Records for the exercise:
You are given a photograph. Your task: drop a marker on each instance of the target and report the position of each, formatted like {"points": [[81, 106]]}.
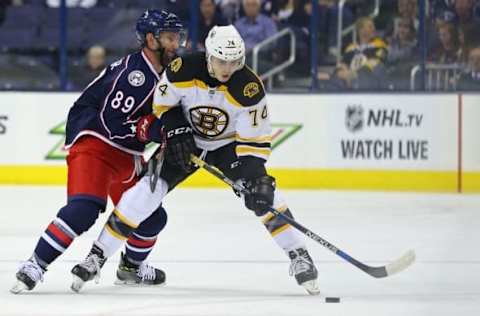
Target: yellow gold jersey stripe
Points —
{"points": [[114, 233], [260, 139], [124, 219], [203, 85], [159, 109], [280, 229], [245, 150]]}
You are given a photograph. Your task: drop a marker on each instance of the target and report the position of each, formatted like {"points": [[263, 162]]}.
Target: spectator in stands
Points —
{"points": [[402, 47], [95, 62], [254, 27], [447, 52], [285, 11], [179, 7], [328, 18], [406, 9], [467, 37], [402, 54], [71, 3], [363, 66], [209, 17], [230, 9], [465, 10], [470, 79]]}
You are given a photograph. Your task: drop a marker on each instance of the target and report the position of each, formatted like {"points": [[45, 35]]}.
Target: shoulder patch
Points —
{"points": [[185, 68], [251, 89], [136, 78], [176, 64]]}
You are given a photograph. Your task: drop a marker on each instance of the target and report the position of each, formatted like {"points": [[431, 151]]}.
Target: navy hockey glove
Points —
{"points": [[179, 137], [261, 194], [149, 129]]}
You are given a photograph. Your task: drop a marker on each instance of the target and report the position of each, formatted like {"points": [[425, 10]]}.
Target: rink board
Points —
{"points": [[421, 142]]}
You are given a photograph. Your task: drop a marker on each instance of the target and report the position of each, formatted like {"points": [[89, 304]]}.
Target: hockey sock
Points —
{"points": [[72, 220], [114, 233], [140, 243], [283, 233]]}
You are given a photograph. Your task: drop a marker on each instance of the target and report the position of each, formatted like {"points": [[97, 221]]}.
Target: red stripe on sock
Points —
{"points": [[60, 234], [139, 243]]}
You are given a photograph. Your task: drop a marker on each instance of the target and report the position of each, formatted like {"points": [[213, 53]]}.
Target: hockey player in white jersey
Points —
{"points": [[223, 117]]}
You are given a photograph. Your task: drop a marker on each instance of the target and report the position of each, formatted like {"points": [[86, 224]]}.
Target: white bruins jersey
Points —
{"points": [[219, 113]]}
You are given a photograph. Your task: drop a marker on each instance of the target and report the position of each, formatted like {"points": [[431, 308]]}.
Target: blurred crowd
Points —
{"points": [[378, 55]]}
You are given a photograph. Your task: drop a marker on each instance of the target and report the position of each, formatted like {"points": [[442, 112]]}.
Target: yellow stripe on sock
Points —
{"points": [[114, 233], [280, 229], [269, 216]]}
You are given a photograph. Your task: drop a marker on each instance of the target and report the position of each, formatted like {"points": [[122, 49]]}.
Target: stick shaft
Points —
{"points": [[377, 272]]}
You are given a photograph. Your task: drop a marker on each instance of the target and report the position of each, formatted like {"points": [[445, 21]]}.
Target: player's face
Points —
{"points": [[222, 69]]}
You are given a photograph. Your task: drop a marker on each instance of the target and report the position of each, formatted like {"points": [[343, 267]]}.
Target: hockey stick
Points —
{"points": [[378, 272]]}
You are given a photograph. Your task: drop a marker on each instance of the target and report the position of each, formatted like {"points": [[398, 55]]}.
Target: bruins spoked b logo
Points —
{"points": [[208, 121]]}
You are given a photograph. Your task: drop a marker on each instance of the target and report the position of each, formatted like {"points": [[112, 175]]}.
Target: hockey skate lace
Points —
{"points": [[92, 264], [299, 265], [146, 272], [33, 270]]}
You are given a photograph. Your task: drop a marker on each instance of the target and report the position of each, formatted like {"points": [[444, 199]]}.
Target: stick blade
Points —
{"points": [[401, 263]]}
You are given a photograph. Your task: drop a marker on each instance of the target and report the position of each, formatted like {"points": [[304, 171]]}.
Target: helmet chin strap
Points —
{"points": [[161, 54], [209, 67]]}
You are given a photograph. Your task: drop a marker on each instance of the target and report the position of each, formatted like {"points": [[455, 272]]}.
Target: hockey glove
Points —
{"points": [[149, 129], [261, 194], [179, 137]]}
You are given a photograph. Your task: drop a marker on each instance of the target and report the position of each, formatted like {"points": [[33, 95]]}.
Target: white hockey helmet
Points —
{"points": [[225, 43]]}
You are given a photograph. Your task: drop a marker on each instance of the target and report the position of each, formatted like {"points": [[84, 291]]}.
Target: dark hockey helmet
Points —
{"points": [[157, 21]]}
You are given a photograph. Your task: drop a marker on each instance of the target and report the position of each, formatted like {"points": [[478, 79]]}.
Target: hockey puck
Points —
{"points": [[332, 299]]}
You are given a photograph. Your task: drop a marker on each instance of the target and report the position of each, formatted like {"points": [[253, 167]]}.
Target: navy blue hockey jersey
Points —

The request:
Pictures are excluded; output everything else in the data verbatim.

Task answer:
You are given a photograph. Your task: drop a marker on each instance of the target and report the position of each, formatted like {"points": [[81, 106]]}.
Target: yellow gold jersey stripe
Points —
{"points": [[114, 233], [260, 139], [124, 219], [203, 85], [159, 109], [280, 229], [245, 150]]}
You are given a photograph. Your task: drop a marker on each instance of the target and report the position of each, formatted like {"points": [[263, 162]]}.
Target: spectator in stands
Points —
{"points": [[402, 47], [95, 62], [254, 27], [447, 52], [285, 11], [179, 7], [328, 18], [406, 9], [467, 37], [402, 54], [71, 3], [363, 66], [209, 17], [230, 9], [465, 10], [470, 79]]}
You are given a photograph. Your task: drop a marker on each instance of the target and report the position of each, formatted like {"points": [[45, 35]]}.
Target: shoulder patch
Points —
{"points": [[185, 68], [251, 89], [136, 78], [176, 64]]}
You are given a photograph. Your task: drop a marker on each instance of the target and report the position of each, formatted like {"points": [[431, 151]]}.
Target: navy hockey glove
Points —
{"points": [[179, 137], [261, 194], [149, 129]]}
You are given a photograph. Your task: drop a marker on each instance of the target and report the position of each, formatted like {"points": [[425, 10]]}.
Target: rink board
Points —
{"points": [[421, 142]]}
You are given a photograph. Your task: drop a marker on each instance of the target and report the position of each, formatted like {"points": [[89, 304]]}.
Target: hockey sock
Points —
{"points": [[72, 220], [114, 233], [140, 243], [283, 233]]}
You are given a photograph. Your task: drop a marker on each instance of the target and report the position of each, formatted like {"points": [[97, 221]]}.
Target: red stripe on sock
Points —
{"points": [[60, 234], [139, 243]]}
You are given a photograph. Your task: drop a marker on each instance of the target and report the position of each, formatted like {"points": [[213, 53]]}.
Target: hockey player in white jersey
Points —
{"points": [[223, 117]]}
You are given a photograph. Your task: drop a marker on each instance of the target and report the position of each, formatted like {"points": [[86, 224]]}.
Target: white bruins jersey
Points —
{"points": [[219, 113]]}
You are given a photograph. Your task: drop a marker on each instance of the target and report the position of each, formatted like {"points": [[431, 308]]}.
Target: blurred crowd
Points —
{"points": [[378, 55]]}
You are given a photograph. Your task: drop a marker on each instance of the target and report the position of each, formatted like {"points": [[442, 112]]}.
Target: yellow stripe on sock
Points —
{"points": [[114, 233], [280, 229], [269, 216]]}
You are given a photograph. Your task: drop a marker on each instance of the target and report the position of each, formatted like {"points": [[122, 49]]}.
Target: stick shaft
Points —
{"points": [[377, 272]]}
You are given a photograph. Your task: drop a marker on each instance of the target and report the position of each, formatted like {"points": [[445, 21]]}.
Target: player's face
Points —
{"points": [[222, 69]]}
You are given a photograph. Your task: drop a marker on each instance of the target and report the position of each, formatted like {"points": [[343, 267]]}.
Target: hockey stick
Points —
{"points": [[378, 272]]}
You are given a photograph. Your task: drop a marker on each instance of the target and report the position of each, formatted like {"points": [[398, 55]]}.
Target: bruins spoked b logo
Points —
{"points": [[208, 121]]}
You are given a photograph. Your task: drop a marker on each instance of the target and report the position of each, formatted like {"points": [[112, 175]]}.
Target: hockey skate lace
Points —
{"points": [[92, 264], [299, 265], [146, 272], [33, 270]]}
You are given a photograph. Your task: drop a marker on each instance of the target and report the position of each, formatted like {"points": [[444, 199]]}.
Target: stick blade
Points —
{"points": [[401, 263]]}
You are given a photograph. Your task: drop a marker on each instance of the target and report the position of each, formatted like {"points": [[304, 171]]}.
Target: helmet chin strap
Points —
{"points": [[161, 54], [209, 67]]}
You are given a photograph. Your task: drop a marker on each instance of the target and report the position of each, formatted like {"points": [[455, 272]]}.
Target: hockey glove
Points —
{"points": [[149, 129], [261, 194], [179, 137]]}
You are given a photograph. Your task: drop a marker on each instance of the target and report the position of each, formatted like {"points": [[33, 95]]}.
Target: white hockey helmet
Points —
{"points": [[225, 43]]}
You are given a photograph. Your task: drop a marker on each instance of the target and report the position of each, formatted like {"points": [[84, 291]]}.
Target: dark hockey helmet
Points —
{"points": [[157, 21]]}
You are given a photograph. Your task: drop a marker on each instance of the target and report the position of each, formatted like {"points": [[478, 79]]}.
Target: hockey puck
Points —
{"points": [[332, 299]]}
You are given a photograph. Your task: drop a marker on each instance of the target and report the position of each, formatted like {"points": [[253, 167]]}.
Target: navy blue hockey jersey
Points —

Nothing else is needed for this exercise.